◆ Action item
Output the data word for word. Begin at its first line and end at the line with "# target: dark grey coat".

Point localization data:
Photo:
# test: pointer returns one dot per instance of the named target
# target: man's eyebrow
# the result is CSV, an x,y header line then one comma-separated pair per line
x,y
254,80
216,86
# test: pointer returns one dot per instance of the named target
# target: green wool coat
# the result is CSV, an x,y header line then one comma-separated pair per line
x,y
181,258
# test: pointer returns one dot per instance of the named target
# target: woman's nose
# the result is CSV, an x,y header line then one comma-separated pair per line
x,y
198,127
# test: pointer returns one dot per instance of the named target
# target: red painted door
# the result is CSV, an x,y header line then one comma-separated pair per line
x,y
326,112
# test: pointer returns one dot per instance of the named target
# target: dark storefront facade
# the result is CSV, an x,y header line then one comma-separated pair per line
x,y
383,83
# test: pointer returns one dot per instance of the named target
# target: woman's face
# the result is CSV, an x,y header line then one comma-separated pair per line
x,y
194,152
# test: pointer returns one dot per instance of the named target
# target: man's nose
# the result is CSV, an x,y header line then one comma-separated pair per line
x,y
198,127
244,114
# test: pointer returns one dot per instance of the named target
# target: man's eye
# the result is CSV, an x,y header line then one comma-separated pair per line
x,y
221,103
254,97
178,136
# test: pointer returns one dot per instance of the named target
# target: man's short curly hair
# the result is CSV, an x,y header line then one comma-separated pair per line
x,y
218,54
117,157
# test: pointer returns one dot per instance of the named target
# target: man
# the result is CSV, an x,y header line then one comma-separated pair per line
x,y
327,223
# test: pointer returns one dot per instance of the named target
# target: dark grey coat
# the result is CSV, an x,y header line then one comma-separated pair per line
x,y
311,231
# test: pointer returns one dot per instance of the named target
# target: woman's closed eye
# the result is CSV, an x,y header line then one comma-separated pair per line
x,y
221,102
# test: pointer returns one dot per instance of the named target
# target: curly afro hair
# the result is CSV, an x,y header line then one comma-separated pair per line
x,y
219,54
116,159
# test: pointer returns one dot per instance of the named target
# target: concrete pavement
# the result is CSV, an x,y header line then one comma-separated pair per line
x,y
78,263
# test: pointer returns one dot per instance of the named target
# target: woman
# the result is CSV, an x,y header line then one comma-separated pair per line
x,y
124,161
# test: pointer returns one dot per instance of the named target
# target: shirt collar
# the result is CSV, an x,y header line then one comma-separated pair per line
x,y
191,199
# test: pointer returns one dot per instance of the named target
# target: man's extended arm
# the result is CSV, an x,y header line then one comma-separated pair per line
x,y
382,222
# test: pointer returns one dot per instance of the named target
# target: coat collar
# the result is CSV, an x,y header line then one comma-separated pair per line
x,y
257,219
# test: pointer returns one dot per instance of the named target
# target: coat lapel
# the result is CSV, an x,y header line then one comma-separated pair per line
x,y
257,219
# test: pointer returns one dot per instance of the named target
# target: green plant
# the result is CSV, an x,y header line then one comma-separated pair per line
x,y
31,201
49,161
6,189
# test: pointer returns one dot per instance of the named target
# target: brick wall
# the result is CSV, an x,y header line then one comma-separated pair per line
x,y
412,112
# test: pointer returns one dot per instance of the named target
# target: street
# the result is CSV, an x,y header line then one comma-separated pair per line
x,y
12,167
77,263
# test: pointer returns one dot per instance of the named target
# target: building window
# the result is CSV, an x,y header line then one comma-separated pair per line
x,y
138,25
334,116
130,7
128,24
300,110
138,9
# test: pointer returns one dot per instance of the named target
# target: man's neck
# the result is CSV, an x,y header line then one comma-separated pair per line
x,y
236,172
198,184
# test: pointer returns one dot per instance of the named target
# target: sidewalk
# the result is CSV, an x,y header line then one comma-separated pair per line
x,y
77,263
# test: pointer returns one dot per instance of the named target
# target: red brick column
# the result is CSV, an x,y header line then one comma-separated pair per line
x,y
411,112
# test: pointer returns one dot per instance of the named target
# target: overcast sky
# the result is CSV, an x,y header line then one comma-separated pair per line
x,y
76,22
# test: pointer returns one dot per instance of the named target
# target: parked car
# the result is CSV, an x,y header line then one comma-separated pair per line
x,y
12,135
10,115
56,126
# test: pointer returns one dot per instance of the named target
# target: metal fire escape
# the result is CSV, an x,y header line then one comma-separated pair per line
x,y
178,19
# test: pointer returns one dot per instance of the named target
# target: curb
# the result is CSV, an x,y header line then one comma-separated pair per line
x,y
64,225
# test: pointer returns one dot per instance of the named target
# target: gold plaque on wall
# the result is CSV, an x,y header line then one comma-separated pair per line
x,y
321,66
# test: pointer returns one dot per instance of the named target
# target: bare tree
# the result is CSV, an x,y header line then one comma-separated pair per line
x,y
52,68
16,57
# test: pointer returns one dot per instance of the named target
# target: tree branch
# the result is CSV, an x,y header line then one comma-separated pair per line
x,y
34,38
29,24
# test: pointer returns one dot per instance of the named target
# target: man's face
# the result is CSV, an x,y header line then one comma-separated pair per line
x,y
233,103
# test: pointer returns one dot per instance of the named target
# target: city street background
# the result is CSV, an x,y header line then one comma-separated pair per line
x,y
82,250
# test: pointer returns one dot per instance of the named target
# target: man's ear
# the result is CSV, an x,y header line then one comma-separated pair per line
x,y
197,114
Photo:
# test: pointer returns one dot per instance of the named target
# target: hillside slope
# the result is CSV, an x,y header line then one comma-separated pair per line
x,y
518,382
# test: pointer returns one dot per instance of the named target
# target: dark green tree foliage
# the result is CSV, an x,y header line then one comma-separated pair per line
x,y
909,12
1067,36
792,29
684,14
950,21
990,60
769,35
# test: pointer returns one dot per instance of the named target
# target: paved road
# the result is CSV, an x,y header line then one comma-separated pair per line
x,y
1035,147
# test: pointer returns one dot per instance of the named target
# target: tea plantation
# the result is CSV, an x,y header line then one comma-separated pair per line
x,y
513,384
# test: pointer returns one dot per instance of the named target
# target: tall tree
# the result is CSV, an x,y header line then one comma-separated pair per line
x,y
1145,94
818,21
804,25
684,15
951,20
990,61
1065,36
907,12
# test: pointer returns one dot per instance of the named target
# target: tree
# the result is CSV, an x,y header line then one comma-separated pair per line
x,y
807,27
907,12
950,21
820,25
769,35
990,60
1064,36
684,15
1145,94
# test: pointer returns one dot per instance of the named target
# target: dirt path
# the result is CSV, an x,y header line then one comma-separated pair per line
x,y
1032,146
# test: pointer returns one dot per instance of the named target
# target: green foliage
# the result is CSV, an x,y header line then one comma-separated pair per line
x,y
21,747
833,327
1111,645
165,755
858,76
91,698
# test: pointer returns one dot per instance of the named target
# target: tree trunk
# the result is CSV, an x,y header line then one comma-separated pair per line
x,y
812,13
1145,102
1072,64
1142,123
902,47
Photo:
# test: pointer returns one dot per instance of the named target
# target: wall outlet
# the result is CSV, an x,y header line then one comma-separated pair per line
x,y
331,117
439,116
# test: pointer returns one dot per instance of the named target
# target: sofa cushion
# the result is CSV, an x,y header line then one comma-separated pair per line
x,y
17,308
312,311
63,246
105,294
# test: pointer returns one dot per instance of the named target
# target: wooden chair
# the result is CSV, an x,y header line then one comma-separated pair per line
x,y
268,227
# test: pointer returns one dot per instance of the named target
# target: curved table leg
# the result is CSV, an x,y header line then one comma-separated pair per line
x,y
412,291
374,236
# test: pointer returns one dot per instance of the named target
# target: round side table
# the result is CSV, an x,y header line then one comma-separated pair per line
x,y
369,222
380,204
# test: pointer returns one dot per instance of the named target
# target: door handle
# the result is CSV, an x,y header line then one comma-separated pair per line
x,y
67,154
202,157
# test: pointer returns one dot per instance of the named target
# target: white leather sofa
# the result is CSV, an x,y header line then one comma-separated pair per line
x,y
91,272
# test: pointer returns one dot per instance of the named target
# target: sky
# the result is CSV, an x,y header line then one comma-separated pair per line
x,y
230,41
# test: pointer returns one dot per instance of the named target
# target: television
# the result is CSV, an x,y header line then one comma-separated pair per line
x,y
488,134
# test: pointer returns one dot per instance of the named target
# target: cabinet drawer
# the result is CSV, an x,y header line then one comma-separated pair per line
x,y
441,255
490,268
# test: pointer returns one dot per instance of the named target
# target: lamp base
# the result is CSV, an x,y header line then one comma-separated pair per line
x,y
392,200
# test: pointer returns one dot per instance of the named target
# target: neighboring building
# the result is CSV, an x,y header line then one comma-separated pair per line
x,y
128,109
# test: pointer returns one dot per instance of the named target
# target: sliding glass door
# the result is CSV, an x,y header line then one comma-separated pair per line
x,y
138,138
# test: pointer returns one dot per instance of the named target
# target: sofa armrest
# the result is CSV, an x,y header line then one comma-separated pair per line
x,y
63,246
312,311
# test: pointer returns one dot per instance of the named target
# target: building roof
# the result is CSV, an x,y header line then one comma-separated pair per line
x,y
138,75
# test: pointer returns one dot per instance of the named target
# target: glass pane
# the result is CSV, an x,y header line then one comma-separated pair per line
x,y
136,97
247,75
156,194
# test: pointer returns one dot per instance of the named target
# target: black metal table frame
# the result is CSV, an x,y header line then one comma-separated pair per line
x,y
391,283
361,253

◆ Task response
Photo:
# test: pointer returns one dot per instance of the named target
# target: man's eyebrow
# the result is CSV, an x,y header line then one comma-separated pair per line
x,y
254,80
216,86
# test: pointer returns one dot per instance of the named target
# target: green wool coat
# the result is CSV, an x,y header line then one comma-separated pair per line
x,y
181,258
# test: pointer returns one dot per instance of the named target
# target: woman's nose
# the result is CSV, an x,y header line then one comma-separated pair per line
x,y
198,127
# test: pointer returns one dot per instance of the named target
# target: red painted door
# the result is CSV, an x,y header line then one comma-separated pair per line
x,y
326,112
# test: pointer returns one dot per instance of the named target
# target: dark storefront facade
# the result is CSV, an x,y header line then one comma-separated pair per line
x,y
383,83
# test: pointer returns one dot per instance of the named target
# target: woman's face
# the result is CSV, an x,y header line then one comma-separated pair per line
x,y
194,152
# test: pointer returns one dot per instance of the named target
# target: man's nose
# the result is CSV, an x,y header line then one comma-separated pair per line
x,y
198,127
244,114
# test: pointer returns one dot per instance of the named target
# target: man's eye
# the result is CSV, an x,y header line then one comma-separated pair per line
x,y
221,103
254,97
178,136
# test: pointer returns one dot per instance of the named target
# target: man's short curly hair
# the result is CSV, an x,y header line then one comma-separated pair per line
x,y
218,54
117,157
# test: pointer returns one dot per instance of the named target
# target: man
# the result is CSV, an x,y header line then one comma-separated pair per line
x,y
327,223
# test: pointer returns one dot per instance of the named target
# target: dark grey coat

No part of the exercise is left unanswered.